-------- Supplied records --------
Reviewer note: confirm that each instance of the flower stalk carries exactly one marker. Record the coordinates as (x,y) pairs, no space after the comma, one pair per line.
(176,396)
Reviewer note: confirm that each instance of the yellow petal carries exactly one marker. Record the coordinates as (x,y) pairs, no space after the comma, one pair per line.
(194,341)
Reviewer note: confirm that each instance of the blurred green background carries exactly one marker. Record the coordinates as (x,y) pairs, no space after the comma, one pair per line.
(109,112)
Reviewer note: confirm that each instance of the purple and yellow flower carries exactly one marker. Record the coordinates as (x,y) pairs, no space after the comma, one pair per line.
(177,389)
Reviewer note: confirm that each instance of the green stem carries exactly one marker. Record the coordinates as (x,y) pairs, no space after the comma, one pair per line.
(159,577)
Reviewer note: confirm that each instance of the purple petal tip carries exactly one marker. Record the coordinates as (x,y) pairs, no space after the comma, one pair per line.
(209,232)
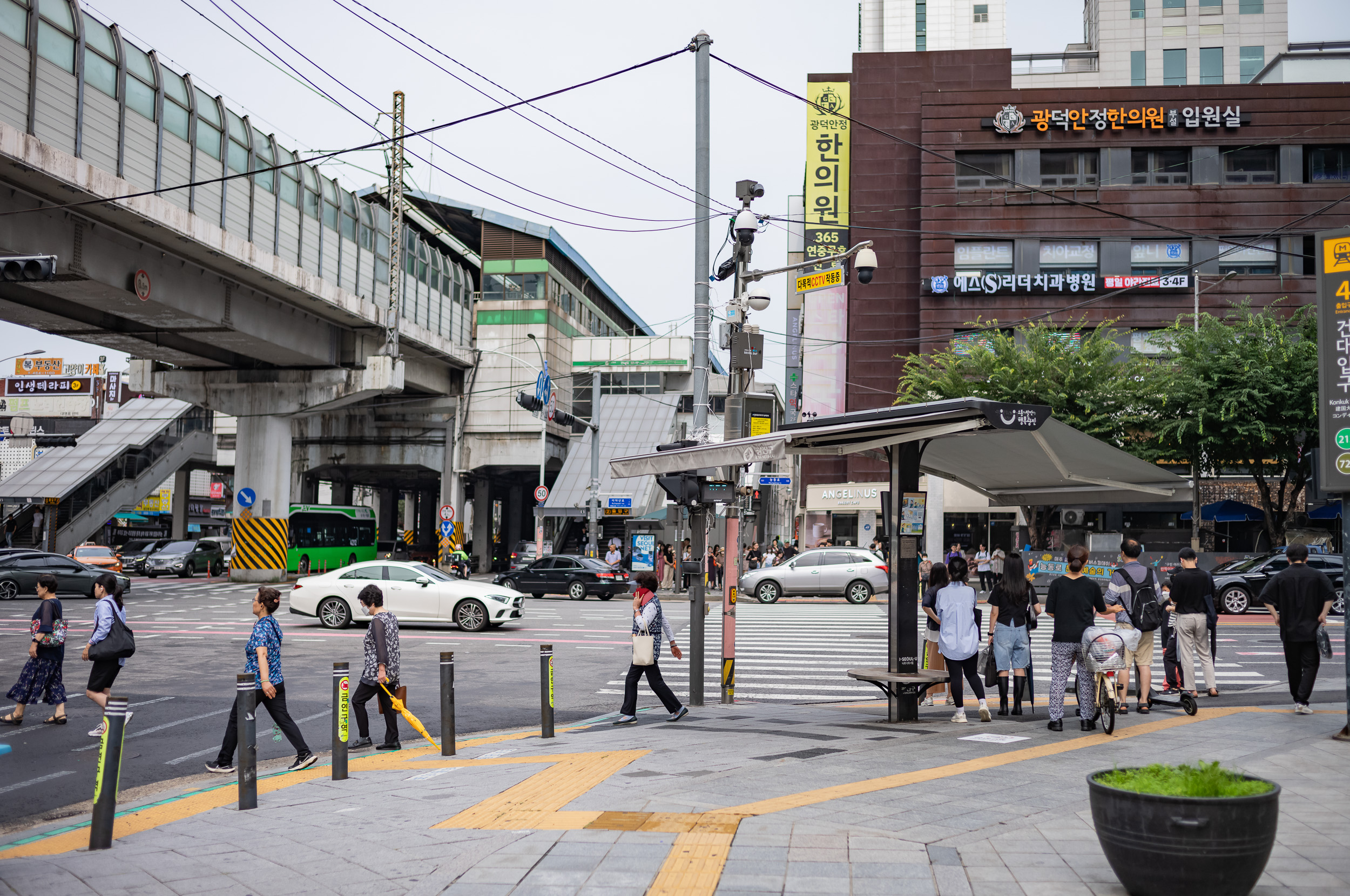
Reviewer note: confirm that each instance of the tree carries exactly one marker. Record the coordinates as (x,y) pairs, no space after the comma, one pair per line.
(1089,379)
(1241,395)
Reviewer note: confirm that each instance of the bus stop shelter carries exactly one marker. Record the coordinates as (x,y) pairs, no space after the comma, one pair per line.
(1011,454)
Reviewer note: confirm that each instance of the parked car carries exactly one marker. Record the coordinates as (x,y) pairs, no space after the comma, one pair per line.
(569,574)
(96,555)
(854,573)
(1238,582)
(19,571)
(414,593)
(136,552)
(187,559)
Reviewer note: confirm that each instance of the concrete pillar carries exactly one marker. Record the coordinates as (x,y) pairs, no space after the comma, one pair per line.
(179,528)
(262,465)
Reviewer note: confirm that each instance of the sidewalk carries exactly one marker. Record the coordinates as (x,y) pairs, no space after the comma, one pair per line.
(735,799)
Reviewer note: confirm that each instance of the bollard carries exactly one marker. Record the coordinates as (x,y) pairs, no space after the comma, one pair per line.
(546,689)
(109,773)
(447,702)
(246,702)
(342,725)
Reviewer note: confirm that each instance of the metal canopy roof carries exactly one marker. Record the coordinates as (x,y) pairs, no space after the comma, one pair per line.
(1011,454)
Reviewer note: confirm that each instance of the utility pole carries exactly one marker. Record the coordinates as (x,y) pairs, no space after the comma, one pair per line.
(396,228)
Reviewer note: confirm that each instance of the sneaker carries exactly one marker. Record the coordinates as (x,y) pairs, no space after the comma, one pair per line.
(303,762)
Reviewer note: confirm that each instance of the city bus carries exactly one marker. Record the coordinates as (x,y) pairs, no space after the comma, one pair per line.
(326,538)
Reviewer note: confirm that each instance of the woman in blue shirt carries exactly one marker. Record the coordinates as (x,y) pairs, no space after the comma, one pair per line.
(262,657)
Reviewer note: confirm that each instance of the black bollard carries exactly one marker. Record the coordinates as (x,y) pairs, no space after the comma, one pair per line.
(246,702)
(342,716)
(447,702)
(546,689)
(109,775)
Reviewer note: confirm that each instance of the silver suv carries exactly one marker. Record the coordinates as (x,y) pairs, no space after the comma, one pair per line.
(854,573)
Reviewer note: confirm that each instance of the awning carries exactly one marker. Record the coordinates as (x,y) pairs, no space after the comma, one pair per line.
--------
- [Work task] Set down the data above word for word, leaving every picture out.

- [Answer section]
Reviewer note: confirm that each instance of the flower stalk carries exactly one marker. Record the coordinates as (x,y) pairs, no space after the comma, one pair per line.
(176,396)
Reviewer note: confirm that each instance of the yellow petal carries exactly one marker. Record the coordinates as (x,y) pairs, no space after the comma, one pair per line.
(194,341)
Reviewer note: confirm that each instance of the blurred green background carries exactly one marker. Record the coordinates as (x,y) pairs, no space after the comma, one pair per line.
(109,112)
Reviewer note: confirm that each instance of the purple and yellow flower carries exactly one marker. Record the coordinates as (x,y) pairs, no space after the comma, one pair per line.
(177,389)
Reviewer note: confirm that each instance of the green stem carries exactly one marker. Record the coordinates as (x,y) pairs, no space after the comma, one pair per line.
(159,577)
Reviewer note: confirm that each instance of the purple petal tip carries exactly one marker. Record the coordinates as (x,y) pairs, no space after the comma, one pair per line.
(209,232)
Reviewer note: confirm that each instance of the tree carries exactly one marker. Record the coordinates as (x,y) pairs, no space after the comma, one pair per line.
(1089,379)
(1241,395)
Reviewer note: confirm that each instance of the bus stop shelter carries exactly one marker. Record the coordinates as (x,y) pairs, no space after the comma, one pair per line.
(1011,454)
Reviewer note: confirm that each instance of the parked car carries exactly one marker. Record the coordinates as (x,y) pairs, no space after the comma, one pair per line.
(569,574)
(96,555)
(854,573)
(1238,582)
(19,571)
(414,593)
(136,552)
(187,559)
Reviewer note: confirm that each instance of the concrete pillar carries exactly one marker. Record the coordinates as (x,y) pairs, no space after the comma, one pair per line.
(179,528)
(262,465)
Reviewer note: confirm that each instance of the sidewalk carries exactly one marker. Record the coordinates as (x,y) pairs, no space after the comma, one pair per line.
(735,799)
Reviewer note: confirm that each instance of the bollard carries exactly one marker. Record the coordinates as (x,y) pairs, no space after the comma, one pair per line.
(546,689)
(109,773)
(447,702)
(246,702)
(342,725)
Reviewer note: confirm that each instance of the metal canopy roof carries exactly one marker. Record the coordinates as (x,y) pairs, no space after the comma, one pair per line.
(1011,454)
Reviewer note: confirm that each instance of the utility pole carries exactly one marker. Record the coordinates as (x,y) pairs, no space after the comma, one pair per line.
(396,228)
Reviewer note: confirm that each instance of the sneaker carries exactly one marker. Record the coordinates as (x,y) pairs, no space after the comma, one pair per line.
(303,762)
Reviewer note: confirm that each instance of the city bus carries exactly one marker. Record the coordinates as (x,y) pairs, no space after the comma, one pair per line.
(326,538)
Reviewer note: confirm that each instance of the woman in blue shirt carries exactly one marker. Record the coordinates as (x,y) pairs, no space after the comma, one pair per line.
(262,657)
Reviewer note: confirm that each instance of the black bollard carries exactly one marker. Record the coordinates as (x,y) pairs, no space after the comma, one pair per line.
(246,702)
(342,716)
(447,702)
(546,689)
(109,775)
Reviewer note: confirm that each instance of the silver suv carries exactly one marker. Record the coordinates as (x,y) pairs, no space after the comma, one pair per line.
(854,573)
Reviewer note: confirm that each instance of the awning carries exactly one marker. Record the coordinates as (x,y) pairs, no space after the comma, one pair per line.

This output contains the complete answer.